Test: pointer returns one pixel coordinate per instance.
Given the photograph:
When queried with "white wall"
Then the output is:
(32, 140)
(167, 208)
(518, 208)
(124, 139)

......

Make an exact transcription of all the records.

→ REPLY TO THE TASK
Test: pointer returns one pixel coordinate per instance.
Given the photograph:
When queried with "white wall"
Then the output is:
(32, 140)
(167, 208)
(518, 208)
(124, 139)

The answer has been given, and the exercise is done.